_EXERCISE PROMPT_: Which lines in the listing below contain the string "face", matching case exactly? Pick out each one and copy it.

_EXCERPTED DATA_:
[Begin]

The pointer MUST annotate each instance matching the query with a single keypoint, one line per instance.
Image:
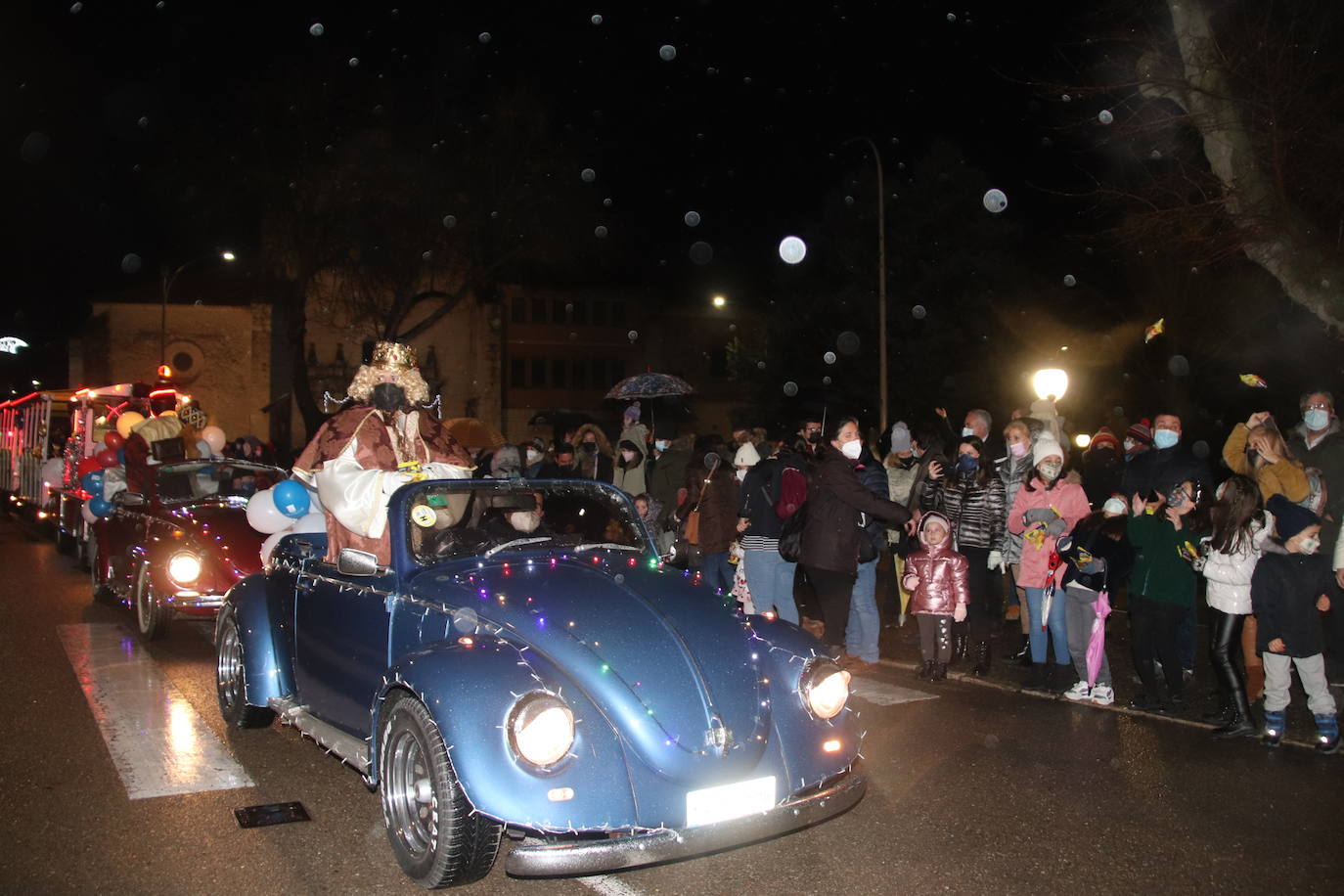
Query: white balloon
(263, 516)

[End]
[Begin]

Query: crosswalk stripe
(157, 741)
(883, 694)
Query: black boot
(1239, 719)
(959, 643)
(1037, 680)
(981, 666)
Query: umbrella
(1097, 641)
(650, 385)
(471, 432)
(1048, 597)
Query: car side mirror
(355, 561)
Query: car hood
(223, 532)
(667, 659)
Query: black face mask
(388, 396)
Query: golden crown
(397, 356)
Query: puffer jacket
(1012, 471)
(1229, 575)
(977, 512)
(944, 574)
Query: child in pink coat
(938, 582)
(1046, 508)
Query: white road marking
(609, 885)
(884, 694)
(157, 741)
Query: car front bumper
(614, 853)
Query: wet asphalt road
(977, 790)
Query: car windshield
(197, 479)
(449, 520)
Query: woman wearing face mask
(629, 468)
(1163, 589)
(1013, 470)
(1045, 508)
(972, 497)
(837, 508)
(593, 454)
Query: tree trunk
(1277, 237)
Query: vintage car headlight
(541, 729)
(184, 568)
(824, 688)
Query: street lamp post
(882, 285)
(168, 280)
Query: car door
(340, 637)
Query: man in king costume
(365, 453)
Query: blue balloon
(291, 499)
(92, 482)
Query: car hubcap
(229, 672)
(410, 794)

[End]

_CORRECT ANSWER_:
Query: black face mask
Query: woman wearing face mask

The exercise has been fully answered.